• The exercise:
Output every line below without omitting or altering anything.

(Dataset excerpt)
----------

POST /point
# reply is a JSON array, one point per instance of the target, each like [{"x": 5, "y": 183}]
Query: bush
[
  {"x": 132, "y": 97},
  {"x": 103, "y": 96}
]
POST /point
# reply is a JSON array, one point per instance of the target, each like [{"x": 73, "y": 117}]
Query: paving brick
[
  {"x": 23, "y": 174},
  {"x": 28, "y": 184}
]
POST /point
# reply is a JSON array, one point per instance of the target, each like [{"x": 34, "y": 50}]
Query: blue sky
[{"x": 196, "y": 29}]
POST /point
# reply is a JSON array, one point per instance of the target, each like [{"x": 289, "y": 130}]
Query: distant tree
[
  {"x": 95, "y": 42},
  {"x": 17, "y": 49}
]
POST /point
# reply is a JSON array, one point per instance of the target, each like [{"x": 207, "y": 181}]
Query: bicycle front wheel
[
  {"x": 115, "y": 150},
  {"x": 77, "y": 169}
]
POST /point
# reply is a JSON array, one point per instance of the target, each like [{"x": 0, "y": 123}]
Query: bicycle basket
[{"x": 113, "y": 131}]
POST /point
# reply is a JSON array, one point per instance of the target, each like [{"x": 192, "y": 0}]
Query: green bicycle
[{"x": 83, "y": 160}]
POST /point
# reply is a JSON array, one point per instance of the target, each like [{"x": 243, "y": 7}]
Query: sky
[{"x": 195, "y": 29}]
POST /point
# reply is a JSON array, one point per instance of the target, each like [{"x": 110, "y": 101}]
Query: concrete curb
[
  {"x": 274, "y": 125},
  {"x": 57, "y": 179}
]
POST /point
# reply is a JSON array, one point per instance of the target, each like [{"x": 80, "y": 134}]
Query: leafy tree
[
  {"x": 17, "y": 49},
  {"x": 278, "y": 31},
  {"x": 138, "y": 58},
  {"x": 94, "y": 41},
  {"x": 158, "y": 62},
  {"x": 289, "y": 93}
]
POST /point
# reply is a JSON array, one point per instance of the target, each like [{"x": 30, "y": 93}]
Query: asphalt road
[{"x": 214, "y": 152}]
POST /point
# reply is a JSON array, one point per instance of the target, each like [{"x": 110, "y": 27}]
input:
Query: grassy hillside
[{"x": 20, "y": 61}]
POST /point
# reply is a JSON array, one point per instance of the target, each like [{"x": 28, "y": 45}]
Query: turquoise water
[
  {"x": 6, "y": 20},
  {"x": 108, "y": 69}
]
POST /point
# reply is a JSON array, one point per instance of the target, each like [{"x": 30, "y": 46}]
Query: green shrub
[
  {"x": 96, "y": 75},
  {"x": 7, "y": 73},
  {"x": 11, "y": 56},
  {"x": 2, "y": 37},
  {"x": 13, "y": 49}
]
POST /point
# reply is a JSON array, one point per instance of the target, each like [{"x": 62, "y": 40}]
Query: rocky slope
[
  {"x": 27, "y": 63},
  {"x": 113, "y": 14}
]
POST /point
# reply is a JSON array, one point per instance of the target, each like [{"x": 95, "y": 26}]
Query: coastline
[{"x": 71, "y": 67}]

----------

• Reply to the task:
POST /point
# reply is a JSON array, one point per instance of the target, each like [{"x": 5, "y": 183}]
Query: bush
[
  {"x": 132, "y": 97},
  {"x": 103, "y": 96}
]
POST /point
# reply is a JSON array, one point per instance of the target, each like [{"x": 73, "y": 117}]
Query: paving brick
[
  {"x": 23, "y": 174},
  {"x": 28, "y": 184}
]
POST /point
# reply is a JSON array, one point per instance of the target, each like [{"x": 34, "y": 50}]
Query: blue sky
[{"x": 196, "y": 29}]
POST /point
# reply is a JSON array, one point per instance of the target, each like [{"x": 289, "y": 130}]
Query: distant tree
[
  {"x": 95, "y": 42},
  {"x": 17, "y": 49}
]
POST /point
# reply is a JSON array, one point per instance of the target, each like [{"x": 207, "y": 181}]
Query: bicycle front wheel
[
  {"x": 115, "y": 150},
  {"x": 77, "y": 169}
]
POST /point
# reply is a JSON array, one point per instance of the target, each like [{"x": 0, "y": 123}]
Query: bicycle basket
[{"x": 113, "y": 131}]
POST /point
# reply is a JSON array, one point per instance of the target, each like [{"x": 192, "y": 0}]
Query: green bicycle
[{"x": 83, "y": 160}]
POST /point
# reply is a JSON array, one point per instance of the target, each like [{"x": 243, "y": 7}]
Query: sky
[{"x": 195, "y": 29}]
POST /point
# reply is a JSON array, one point per instance of the target, each like [{"x": 110, "y": 101}]
Query: concrete curb
[
  {"x": 274, "y": 125},
  {"x": 57, "y": 179}
]
POST /point
# reply is a JSON array, one point per instance of the target, each like [{"x": 80, "y": 134}]
Query: leafy tree
[
  {"x": 17, "y": 49},
  {"x": 278, "y": 31},
  {"x": 138, "y": 58},
  {"x": 94, "y": 41},
  {"x": 158, "y": 62},
  {"x": 289, "y": 93}
]
POST /point
# reply is a JSON array, one point per instance of the target, each like [{"x": 30, "y": 93}]
Query: asphalt road
[{"x": 214, "y": 152}]
POST /point
# reply is a JSON array, one point per instance of the target, each like [{"x": 110, "y": 27}]
input:
Query: grassy hillside
[{"x": 20, "y": 61}]
POST /point
# reply is a JSON array, one point per instance of the target, each like [{"x": 28, "y": 45}]
Query: turquoise water
[
  {"x": 6, "y": 20},
  {"x": 108, "y": 69}
]
POST /point
# reply is a JSON array, one point per instance of the target, each like [{"x": 30, "y": 46}]
Query: green shrub
[
  {"x": 96, "y": 75},
  {"x": 7, "y": 73},
  {"x": 11, "y": 56},
  {"x": 2, "y": 37},
  {"x": 13, "y": 49}
]
POST /point
# reply is a JSON array, one point per instance of the target, each like [{"x": 62, "y": 40}]
Query: rocky slope
[
  {"x": 27, "y": 63},
  {"x": 113, "y": 14}
]
POST /point
# reply is a JSON array, one point per instance of the target, each like [{"x": 95, "y": 26}]
Query: coastline
[{"x": 71, "y": 67}]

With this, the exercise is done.